(Task details)
Please copy everything from the start of the records down to and including the line that contains "[[[331,28],[346,29],[346,9],[336,8],[331,12]]]", character for character.

(Contour labeling items)
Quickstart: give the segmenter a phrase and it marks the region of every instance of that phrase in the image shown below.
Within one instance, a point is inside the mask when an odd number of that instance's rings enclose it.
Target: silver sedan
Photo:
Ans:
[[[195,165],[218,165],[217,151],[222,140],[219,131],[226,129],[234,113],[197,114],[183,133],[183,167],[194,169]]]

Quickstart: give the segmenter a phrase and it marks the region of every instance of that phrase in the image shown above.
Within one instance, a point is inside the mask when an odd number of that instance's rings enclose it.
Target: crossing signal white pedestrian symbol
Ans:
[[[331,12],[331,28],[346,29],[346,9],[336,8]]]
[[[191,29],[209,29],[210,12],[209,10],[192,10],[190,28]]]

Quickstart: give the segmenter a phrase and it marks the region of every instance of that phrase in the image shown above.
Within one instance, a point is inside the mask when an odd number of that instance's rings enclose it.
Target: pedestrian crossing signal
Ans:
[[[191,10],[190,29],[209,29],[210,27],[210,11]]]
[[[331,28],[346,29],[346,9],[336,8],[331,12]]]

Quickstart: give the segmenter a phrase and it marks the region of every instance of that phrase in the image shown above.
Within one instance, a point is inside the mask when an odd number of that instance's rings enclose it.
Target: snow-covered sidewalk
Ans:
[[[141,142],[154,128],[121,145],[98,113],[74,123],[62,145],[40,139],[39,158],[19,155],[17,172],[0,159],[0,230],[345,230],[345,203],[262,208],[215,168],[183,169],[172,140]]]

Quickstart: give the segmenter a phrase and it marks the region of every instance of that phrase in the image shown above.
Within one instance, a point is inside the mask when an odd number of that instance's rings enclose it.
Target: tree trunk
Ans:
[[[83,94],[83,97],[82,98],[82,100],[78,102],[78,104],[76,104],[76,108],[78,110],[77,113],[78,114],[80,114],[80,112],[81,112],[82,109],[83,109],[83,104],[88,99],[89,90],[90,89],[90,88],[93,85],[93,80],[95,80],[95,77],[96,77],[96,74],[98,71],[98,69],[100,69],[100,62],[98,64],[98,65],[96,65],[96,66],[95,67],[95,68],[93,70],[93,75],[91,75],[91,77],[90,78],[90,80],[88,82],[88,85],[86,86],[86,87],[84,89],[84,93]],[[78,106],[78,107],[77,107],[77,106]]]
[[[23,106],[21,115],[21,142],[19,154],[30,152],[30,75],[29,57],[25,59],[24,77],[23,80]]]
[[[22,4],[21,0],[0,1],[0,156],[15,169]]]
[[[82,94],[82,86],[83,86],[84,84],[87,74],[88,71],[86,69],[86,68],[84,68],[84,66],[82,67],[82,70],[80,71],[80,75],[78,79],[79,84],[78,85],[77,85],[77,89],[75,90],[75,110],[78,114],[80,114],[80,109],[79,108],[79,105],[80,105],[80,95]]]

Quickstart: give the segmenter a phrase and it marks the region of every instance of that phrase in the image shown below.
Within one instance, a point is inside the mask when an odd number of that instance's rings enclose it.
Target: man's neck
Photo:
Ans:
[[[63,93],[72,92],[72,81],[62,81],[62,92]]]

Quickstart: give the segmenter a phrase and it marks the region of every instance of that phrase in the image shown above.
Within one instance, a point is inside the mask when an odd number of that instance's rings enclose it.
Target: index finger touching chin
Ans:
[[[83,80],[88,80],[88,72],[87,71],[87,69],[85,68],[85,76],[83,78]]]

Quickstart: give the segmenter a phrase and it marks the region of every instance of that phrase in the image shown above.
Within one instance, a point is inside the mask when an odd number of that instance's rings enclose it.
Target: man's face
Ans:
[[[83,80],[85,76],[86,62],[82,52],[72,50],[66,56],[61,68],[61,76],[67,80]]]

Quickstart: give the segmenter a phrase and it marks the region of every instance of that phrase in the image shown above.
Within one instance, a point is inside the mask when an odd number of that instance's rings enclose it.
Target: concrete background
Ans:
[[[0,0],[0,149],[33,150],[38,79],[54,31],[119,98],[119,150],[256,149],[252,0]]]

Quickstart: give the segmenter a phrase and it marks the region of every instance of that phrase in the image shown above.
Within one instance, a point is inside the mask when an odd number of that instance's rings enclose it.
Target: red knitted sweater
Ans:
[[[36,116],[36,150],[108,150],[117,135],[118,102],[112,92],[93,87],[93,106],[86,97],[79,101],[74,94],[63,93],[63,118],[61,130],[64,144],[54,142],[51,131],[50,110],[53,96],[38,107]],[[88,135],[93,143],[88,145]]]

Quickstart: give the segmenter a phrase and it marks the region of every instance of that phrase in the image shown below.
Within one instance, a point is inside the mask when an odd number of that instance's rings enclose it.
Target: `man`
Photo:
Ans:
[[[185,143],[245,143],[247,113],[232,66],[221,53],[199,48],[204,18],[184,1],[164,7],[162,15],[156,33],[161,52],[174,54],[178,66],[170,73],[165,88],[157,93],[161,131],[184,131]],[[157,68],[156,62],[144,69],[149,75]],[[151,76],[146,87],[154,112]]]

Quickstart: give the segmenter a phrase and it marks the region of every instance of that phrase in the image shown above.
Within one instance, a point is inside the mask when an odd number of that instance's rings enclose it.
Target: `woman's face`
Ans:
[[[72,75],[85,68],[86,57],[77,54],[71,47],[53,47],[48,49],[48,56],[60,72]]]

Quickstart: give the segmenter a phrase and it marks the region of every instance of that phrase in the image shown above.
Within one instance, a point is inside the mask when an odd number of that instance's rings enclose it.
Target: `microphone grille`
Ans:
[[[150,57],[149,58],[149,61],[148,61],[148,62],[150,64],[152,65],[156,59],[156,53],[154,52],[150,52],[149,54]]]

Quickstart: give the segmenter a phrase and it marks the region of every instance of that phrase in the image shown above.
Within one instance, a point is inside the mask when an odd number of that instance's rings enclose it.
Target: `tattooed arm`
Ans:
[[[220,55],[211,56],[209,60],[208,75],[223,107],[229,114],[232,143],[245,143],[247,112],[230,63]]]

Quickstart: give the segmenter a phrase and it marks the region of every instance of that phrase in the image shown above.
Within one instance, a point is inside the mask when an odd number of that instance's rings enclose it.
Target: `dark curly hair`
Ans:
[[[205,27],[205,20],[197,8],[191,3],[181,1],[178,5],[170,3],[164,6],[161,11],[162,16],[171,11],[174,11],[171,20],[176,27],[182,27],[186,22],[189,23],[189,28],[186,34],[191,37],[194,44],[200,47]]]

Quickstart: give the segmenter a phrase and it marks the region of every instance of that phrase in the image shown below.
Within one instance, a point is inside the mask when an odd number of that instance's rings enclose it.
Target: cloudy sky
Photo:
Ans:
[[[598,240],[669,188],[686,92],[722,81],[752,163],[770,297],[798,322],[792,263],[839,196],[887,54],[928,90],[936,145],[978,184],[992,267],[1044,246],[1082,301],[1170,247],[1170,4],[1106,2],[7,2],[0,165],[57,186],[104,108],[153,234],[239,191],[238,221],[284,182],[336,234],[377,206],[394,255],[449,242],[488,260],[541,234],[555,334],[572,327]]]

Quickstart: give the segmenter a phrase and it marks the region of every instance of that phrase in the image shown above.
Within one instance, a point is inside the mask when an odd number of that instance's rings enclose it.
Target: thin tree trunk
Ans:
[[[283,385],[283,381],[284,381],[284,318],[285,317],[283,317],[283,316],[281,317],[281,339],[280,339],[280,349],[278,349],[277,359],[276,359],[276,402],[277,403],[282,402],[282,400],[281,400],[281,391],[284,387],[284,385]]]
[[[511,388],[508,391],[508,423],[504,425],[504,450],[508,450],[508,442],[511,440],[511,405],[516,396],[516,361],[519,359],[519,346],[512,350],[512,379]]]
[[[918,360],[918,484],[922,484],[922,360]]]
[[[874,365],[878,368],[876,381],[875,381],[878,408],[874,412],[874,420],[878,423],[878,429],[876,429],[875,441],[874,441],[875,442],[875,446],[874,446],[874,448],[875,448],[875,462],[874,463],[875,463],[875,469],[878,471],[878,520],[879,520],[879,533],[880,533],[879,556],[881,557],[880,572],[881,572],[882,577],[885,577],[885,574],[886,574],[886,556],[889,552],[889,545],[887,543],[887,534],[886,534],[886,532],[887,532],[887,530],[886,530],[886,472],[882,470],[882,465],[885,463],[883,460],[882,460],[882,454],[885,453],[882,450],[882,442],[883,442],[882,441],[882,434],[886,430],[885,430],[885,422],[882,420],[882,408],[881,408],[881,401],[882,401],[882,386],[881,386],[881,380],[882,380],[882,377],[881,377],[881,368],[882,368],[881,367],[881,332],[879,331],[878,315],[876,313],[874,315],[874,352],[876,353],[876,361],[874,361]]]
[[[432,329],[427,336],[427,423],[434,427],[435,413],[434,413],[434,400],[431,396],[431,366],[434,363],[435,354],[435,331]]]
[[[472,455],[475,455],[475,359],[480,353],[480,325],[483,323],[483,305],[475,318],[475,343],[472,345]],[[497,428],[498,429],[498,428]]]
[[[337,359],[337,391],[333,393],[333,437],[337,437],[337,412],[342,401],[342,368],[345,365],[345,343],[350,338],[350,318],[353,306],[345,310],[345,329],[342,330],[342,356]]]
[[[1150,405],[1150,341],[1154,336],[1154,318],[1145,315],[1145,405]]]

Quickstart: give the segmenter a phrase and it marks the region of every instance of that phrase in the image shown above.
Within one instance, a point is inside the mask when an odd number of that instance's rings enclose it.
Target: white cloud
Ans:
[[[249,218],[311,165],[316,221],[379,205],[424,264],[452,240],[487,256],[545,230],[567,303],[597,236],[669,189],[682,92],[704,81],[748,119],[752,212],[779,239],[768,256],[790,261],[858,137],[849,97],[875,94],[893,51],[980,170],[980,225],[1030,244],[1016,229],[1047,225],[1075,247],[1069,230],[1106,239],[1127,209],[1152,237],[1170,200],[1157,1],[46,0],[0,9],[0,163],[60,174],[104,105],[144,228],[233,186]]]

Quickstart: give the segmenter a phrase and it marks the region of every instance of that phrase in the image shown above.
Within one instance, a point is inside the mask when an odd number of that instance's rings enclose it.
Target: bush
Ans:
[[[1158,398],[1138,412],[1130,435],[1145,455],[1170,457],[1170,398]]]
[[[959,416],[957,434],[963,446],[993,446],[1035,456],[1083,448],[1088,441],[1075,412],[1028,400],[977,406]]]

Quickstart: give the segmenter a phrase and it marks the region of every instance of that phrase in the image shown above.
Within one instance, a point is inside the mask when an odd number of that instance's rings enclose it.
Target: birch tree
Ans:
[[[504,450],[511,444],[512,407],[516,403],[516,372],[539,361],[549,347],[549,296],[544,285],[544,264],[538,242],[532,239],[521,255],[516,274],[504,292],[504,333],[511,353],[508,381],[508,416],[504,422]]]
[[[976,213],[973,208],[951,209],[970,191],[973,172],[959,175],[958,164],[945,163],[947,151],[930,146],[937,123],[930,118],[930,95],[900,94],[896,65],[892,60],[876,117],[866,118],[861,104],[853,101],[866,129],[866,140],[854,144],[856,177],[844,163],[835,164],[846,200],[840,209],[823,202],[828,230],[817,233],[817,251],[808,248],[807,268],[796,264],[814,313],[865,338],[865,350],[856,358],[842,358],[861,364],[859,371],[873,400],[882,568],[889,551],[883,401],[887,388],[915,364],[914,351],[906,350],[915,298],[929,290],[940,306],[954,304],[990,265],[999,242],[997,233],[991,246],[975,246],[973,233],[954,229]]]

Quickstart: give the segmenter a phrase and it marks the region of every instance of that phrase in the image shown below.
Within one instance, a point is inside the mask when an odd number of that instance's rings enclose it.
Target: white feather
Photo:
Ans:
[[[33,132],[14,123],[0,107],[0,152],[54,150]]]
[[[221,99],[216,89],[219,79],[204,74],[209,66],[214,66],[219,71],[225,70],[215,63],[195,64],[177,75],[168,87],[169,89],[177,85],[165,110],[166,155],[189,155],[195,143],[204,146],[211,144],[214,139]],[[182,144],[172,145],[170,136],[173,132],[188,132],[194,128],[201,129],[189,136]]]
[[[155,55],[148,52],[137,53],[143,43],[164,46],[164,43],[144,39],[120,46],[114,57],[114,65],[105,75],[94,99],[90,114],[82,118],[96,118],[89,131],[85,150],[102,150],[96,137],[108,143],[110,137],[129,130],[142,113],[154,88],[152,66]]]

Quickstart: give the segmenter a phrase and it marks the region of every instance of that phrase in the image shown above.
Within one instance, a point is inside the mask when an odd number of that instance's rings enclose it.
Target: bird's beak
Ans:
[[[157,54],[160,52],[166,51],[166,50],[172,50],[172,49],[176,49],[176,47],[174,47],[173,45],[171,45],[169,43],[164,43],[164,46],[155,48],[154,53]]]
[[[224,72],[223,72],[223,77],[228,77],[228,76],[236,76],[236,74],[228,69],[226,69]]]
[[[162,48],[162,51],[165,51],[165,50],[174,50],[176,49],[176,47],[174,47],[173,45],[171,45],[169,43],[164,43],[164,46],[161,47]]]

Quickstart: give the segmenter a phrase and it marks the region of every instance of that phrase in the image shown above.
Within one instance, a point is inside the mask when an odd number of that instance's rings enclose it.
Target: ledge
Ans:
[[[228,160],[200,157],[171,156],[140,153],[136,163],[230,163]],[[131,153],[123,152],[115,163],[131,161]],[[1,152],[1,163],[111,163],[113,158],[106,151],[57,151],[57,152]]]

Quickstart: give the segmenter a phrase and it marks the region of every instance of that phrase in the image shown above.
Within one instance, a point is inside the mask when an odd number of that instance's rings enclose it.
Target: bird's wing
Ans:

(Worked answer)
Quickstart: give the segmenter a phrase and it marks the region of every instance of that phrase in the image shown below.
Within one instance, a point is inside the mask when an odd number of that instance's rings enclose it.
Target: silver sedan
Photo:
Ans:
[[[195,165],[218,165],[217,151],[222,140],[219,131],[226,129],[234,113],[197,114],[183,133],[183,167],[194,169]]]

Quickstart: give the segmenter a phrase and it marks the region of every instance of that phrase in the image shown above.
Within one instance, a point is inside the mask when an odd number of that instance's rings enclose it.
Target: crossing signal white pedestrian symbol
Ans:
[[[331,12],[331,28],[346,29],[346,9],[336,8]]]
[[[191,29],[209,29],[210,12],[209,10],[192,10],[190,28]]]

Quickstart: give the segmenter a phrase and it marks the region of every instance of that phrase in the image shown above.
Within one instance, a point is inside the mask when an odd number of that instance's rings enclose it.
Target: pedestrian crossing signal
Ans:
[[[191,10],[190,29],[209,29],[210,27],[210,11]]]
[[[331,28],[346,29],[346,9],[336,8],[331,12]]]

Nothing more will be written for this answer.